* [EXERCISE PROMPT]:
Pictures appear among the records. Write out all else exactly as it stands.

[ENTRIES PROVIDED — start]

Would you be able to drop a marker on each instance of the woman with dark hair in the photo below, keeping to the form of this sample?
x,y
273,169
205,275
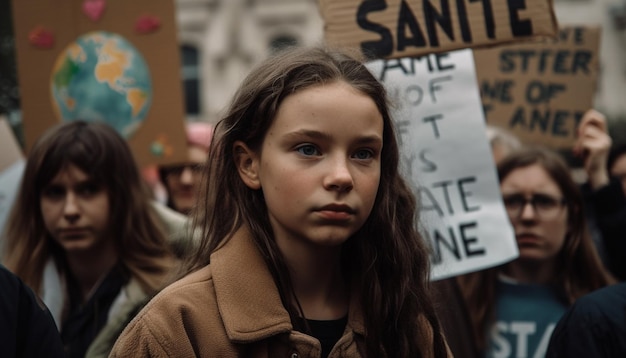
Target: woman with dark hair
x,y
514,307
309,244
83,234
182,180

[ENTRIES PROVIDED — finish]

* [TASK RESPONSE]:
Would you be able to drop a marker on each instance of the woman with dark hair in the photo below, keeping to the form of this sample?
x,y
273,169
205,275
Target: woman with dark hair
x,y
514,307
309,244
83,234
182,180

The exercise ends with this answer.